= What you will do =
Convert the data, from its first line through the line containing "point(209, 64)", into a JSON list of strings with one string per line. Omit blank lines and leave the pictures out.

= Material for this exercise =

──────

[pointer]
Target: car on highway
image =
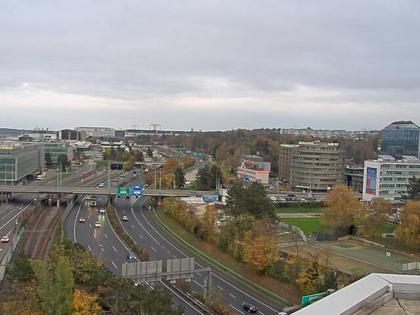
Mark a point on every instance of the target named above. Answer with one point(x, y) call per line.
point(130, 255)
point(5, 239)
point(248, 307)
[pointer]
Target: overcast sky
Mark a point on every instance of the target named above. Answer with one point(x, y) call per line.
point(209, 64)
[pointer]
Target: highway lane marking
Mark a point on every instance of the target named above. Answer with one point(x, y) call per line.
point(201, 266)
point(230, 294)
point(236, 309)
point(181, 298)
point(75, 221)
point(11, 219)
point(142, 226)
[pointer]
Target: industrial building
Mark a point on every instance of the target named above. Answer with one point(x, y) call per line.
point(53, 151)
point(286, 153)
point(252, 168)
point(388, 177)
point(317, 166)
point(375, 294)
point(401, 138)
point(17, 161)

──────

= Result of this exercise =
[
  "[pointer]",
  "Target: car on highway",
  "image =",
  "Mark a point on every instance of the target named above. Answer with one point(x, y) call per line.",
  "point(130, 255)",
  "point(5, 239)",
  "point(248, 307)",
  "[pointer]",
  "Target: overcast sky",
  "Mark a point on every instance of the target named above. Answer with one point(x, y) call per line.",
  "point(209, 64)"
]